### WHAT IS BEING ASKED
Transcribe all the entries word for word, but omit the images.
>>>
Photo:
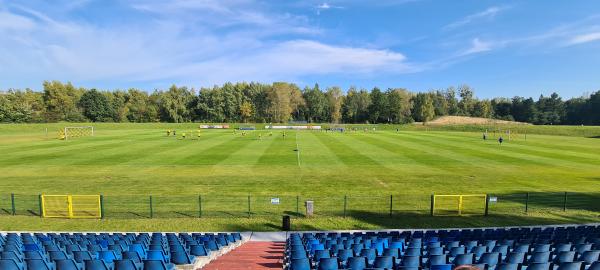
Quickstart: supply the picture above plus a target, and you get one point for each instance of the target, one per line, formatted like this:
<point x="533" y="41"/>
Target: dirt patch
<point x="465" y="120"/>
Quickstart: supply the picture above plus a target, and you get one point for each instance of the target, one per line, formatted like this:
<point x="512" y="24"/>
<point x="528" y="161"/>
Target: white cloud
<point x="65" y="50"/>
<point x="584" y="38"/>
<point x="477" y="46"/>
<point x="10" y="21"/>
<point x="326" y="6"/>
<point x="489" y="13"/>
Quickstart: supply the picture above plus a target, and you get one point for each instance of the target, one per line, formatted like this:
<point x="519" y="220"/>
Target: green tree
<point x="61" y="102"/>
<point x="246" y="111"/>
<point x="96" y="106"/>
<point x="174" y="104"/>
<point x="317" y="106"/>
<point x="335" y="98"/>
<point x="423" y="108"/>
<point x="378" y="107"/>
<point x="399" y="106"/>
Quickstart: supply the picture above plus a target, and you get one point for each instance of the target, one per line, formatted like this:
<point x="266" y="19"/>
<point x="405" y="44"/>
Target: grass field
<point x="129" y="162"/>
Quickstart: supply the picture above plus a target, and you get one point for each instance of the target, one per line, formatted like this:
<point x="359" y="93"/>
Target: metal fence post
<point x="487" y="203"/>
<point x="431" y="206"/>
<point x="345" y="204"/>
<point x="40" y="204"/>
<point x="526" y="202"/>
<point x="151" y="210"/>
<point x="102" y="206"/>
<point x="249" y="206"/>
<point x="391" y="204"/>
<point x="12" y="201"/>
<point x="565" y="202"/>
<point x="199" y="206"/>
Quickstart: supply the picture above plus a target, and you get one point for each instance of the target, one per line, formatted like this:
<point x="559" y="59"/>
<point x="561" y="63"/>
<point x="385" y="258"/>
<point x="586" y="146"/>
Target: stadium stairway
<point x="261" y="251"/>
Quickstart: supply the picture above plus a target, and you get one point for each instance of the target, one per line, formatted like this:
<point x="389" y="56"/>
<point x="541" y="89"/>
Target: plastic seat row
<point x="105" y="251"/>
<point x="550" y="248"/>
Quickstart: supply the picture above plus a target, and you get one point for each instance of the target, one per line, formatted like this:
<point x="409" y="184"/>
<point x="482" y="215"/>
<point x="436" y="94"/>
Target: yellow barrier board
<point x="71" y="206"/>
<point x="459" y="205"/>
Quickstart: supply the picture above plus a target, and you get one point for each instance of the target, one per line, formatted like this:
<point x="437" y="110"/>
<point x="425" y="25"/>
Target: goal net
<point x="71" y="206"/>
<point x="76" y="132"/>
<point x="459" y="205"/>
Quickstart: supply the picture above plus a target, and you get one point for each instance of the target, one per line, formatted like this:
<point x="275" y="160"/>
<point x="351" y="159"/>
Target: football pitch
<point x="223" y="180"/>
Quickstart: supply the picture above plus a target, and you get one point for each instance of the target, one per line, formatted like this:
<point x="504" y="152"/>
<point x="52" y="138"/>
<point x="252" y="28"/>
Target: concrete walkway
<point x="251" y="255"/>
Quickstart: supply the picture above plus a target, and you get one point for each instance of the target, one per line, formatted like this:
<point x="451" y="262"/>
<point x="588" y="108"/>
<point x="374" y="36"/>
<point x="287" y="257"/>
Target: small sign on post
<point x="309" y="208"/>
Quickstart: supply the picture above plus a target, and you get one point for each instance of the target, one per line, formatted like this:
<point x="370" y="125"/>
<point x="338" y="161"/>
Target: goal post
<point x="71" y="206"/>
<point x="76" y="132"/>
<point x="459" y="205"/>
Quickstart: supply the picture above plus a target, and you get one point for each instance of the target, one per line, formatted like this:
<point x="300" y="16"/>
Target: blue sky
<point x="500" y="48"/>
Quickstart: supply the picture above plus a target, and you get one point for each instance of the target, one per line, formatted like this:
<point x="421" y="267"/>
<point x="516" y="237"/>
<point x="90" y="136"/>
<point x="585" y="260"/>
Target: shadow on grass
<point x="551" y="201"/>
<point x="369" y="220"/>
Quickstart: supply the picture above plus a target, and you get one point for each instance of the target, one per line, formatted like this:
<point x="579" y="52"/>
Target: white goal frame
<point x="66" y="129"/>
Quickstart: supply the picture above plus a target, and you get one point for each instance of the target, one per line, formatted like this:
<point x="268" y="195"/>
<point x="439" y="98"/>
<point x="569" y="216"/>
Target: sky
<point x="500" y="48"/>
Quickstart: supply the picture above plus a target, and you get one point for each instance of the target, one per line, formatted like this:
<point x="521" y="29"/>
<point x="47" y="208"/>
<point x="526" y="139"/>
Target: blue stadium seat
<point x="328" y="264"/>
<point x="344" y="254"/>
<point x="437" y="260"/>
<point x="441" y="267"/>
<point x="515" y="257"/>
<point x="539" y="257"/>
<point x="490" y="258"/>
<point x="538" y="266"/>
<point x="507" y="266"/>
<point x="67" y="264"/>
<point x="384" y="262"/>
<point x="96" y="265"/>
<point x="370" y="254"/>
<point x="126" y="264"/>
<point x="38" y="264"/>
<point x="198" y="250"/>
<point x="569" y="266"/>
<point x="589" y="256"/>
<point x="157" y="265"/>
<point x="594" y="266"/>
<point x="321" y="254"/>
<point x="564" y="256"/>
<point x="80" y="256"/>
<point x="411" y="261"/>
<point x="9" y="264"/>
<point x="132" y="255"/>
<point x="357" y="263"/>
<point x="463" y="259"/>
<point x="107" y="255"/>
<point x="300" y="264"/>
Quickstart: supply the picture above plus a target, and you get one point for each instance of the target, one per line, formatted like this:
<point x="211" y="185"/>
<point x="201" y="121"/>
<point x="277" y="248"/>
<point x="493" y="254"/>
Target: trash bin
<point x="285" y="224"/>
<point x="309" y="208"/>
<<<
### CORRECT OUTPUT
Photo:
Quickstart: supply the picture above plus a target, and you get one point for each instance of the target, one per line, formatted like this:
<point x="533" y="41"/>
Target: dirt patch
<point x="465" y="120"/>
Quickstart: supply the picture above plus a target, and you get one point for each instance of the target, one per line, formatted like this:
<point x="512" y="24"/>
<point x="528" y="161"/>
Target: white cloud
<point x="65" y="50"/>
<point x="584" y="38"/>
<point x="477" y="46"/>
<point x="10" y="21"/>
<point x="326" y="6"/>
<point x="489" y="13"/>
Quickstart: supply the picture above plus a target, and you get one point for each instance of the target, one per line, formatted like this:
<point x="519" y="220"/>
Target: green tree
<point x="61" y="102"/>
<point x="246" y="111"/>
<point x="96" y="106"/>
<point x="174" y="104"/>
<point x="317" y="106"/>
<point x="335" y="98"/>
<point x="423" y="108"/>
<point x="378" y="107"/>
<point x="399" y="106"/>
Quickstart: supply the picture above plus a target, and you get one point for each instance of the target, one per line, formatted like this:
<point x="266" y="19"/>
<point x="405" y="44"/>
Target: grass field
<point x="129" y="162"/>
Quickstart: supply the picture above plus a target, and you get one point for each instance of the target, one per line, formatted like this:
<point x="359" y="93"/>
Target: metal fence post
<point x="487" y="203"/>
<point x="431" y="206"/>
<point x="345" y="204"/>
<point x="40" y="204"/>
<point x="526" y="202"/>
<point x="151" y="210"/>
<point x="102" y="206"/>
<point x="249" y="206"/>
<point x="391" y="204"/>
<point x="12" y="201"/>
<point x="565" y="202"/>
<point x="199" y="206"/>
Quickstart: supply the picture above plus a target, and you get one point for each instance of the target, one per line, formatted like this:
<point x="559" y="59"/>
<point x="561" y="63"/>
<point x="385" y="258"/>
<point x="586" y="146"/>
Target: stadium stairway
<point x="261" y="251"/>
Quickstart: supply the picture above plus a target, and you get one point for each instance of the target, one per line, formatted like this:
<point x="389" y="56"/>
<point x="541" y="89"/>
Target: plastic seat row
<point x="105" y="251"/>
<point x="550" y="248"/>
Quickstart: supply the picture above plus a target, and you get one point for each instance of the target, one per line, formatted like this:
<point x="409" y="184"/>
<point x="482" y="215"/>
<point x="436" y="94"/>
Target: yellow barrier board
<point x="71" y="206"/>
<point x="459" y="205"/>
Quickstart: supply the picture above plus a target, and you get one point for each instance of the target, one per line, formatted like this:
<point x="437" y="110"/>
<point x="425" y="25"/>
Target: goal net
<point x="71" y="206"/>
<point x="76" y="132"/>
<point x="459" y="205"/>
Quickstart: supply the picture above plus a target, and you get one point for each instance of the target, one per line, formatted like this:
<point x="275" y="160"/>
<point x="351" y="159"/>
Target: football pitch
<point x="223" y="180"/>
Quickstart: supply the picture above plus a target, and you get one point for each instance of the target, one per line, formatted like this:
<point x="504" y="152"/>
<point x="52" y="138"/>
<point x="252" y="28"/>
Target: concrete walkway
<point x="251" y="255"/>
Quickstart: supply the picture above plus a target, and you get one point for each instance of the target, one per line, formatted like this:
<point x="451" y="262"/>
<point x="588" y="108"/>
<point x="374" y="36"/>
<point x="287" y="257"/>
Target: small sign on post
<point x="309" y="208"/>
Quickstart: supply the picture above plus a target, and you get one point for each instance of the target, one per line, formatted like this:
<point x="370" y="125"/>
<point x="338" y="161"/>
Target: goal post
<point x="71" y="206"/>
<point x="76" y="132"/>
<point x="459" y="205"/>
Quickstart: supply the picture above plus a target, and you get one point for each instance of the target, one per line, formatted like this:
<point x="300" y="16"/>
Target: blue sky
<point x="500" y="48"/>
Quickstart: supply the picture above plus a target, and you get one point for each instance of the target, one per line, formatted like this:
<point x="421" y="267"/>
<point x="516" y="237"/>
<point x="90" y="136"/>
<point x="585" y="260"/>
Target: shadow on grass
<point x="551" y="201"/>
<point x="369" y="220"/>
Quickstart: supply the picture above plus a target, and you get one point for each instance of the target, one per line, formatted like this:
<point x="579" y="52"/>
Target: white goal frame
<point x="66" y="129"/>
Quickstart: supply the picture above plus a target, and you get one point for each instance of the target, one per line, formatted like this:
<point x="268" y="195"/>
<point x="439" y="98"/>
<point x="569" y="216"/>
Target: sky
<point x="500" y="48"/>
Quickstart: supply the picture above plus a target, and you get one point for each instance of the target, one per line, formatted like this:
<point x="521" y="29"/>
<point x="47" y="208"/>
<point x="526" y="139"/>
Target: blue stadium seat
<point x="328" y="264"/>
<point x="344" y="254"/>
<point x="437" y="260"/>
<point x="441" y="267"/>
<point x="515" y="257"/>
<point x="539" y="257"/>
<point x="490" y="258"/>
<point x="538" y="266"/>
<point x="507" y="266"/>
<point x="67" y="264"/>
<point x="384" y="262"/>
<point x="96" y="265"/>
<point x="370" y="254"/>
<point x="126" y="264"/>
<point x="38" y="264"/>
<point x="198" y="250"/>
<point x="569" y="266"/>
<point x="589" y="256"/>
<point x="157" y="265"/>
<point x="594" y="266"/>
<point x="321" y="254"/>
<point x="564" y="256"/>
<point x="80" y="256"/>
<point x="411" y="261"/>
<point x="9" y="264"/>
<point x="132" y="255"/>
<point x="357" y="263"/>
<point x="463" y="259"/>
<point x="107" y="255"/>
<point x="300" y="264"/>
Quickstart: supply the picture above plus a target, and you get one point for each instance of the target, one per line, formatted like this:
<point x="211" y="185"/>
<point x="201" y="121"/>
<point x="277" y="248"/>
<point x="493" y="254"/>
Target: trash bin
<point x="285" y="224"/>
<point x="309" y="208"/>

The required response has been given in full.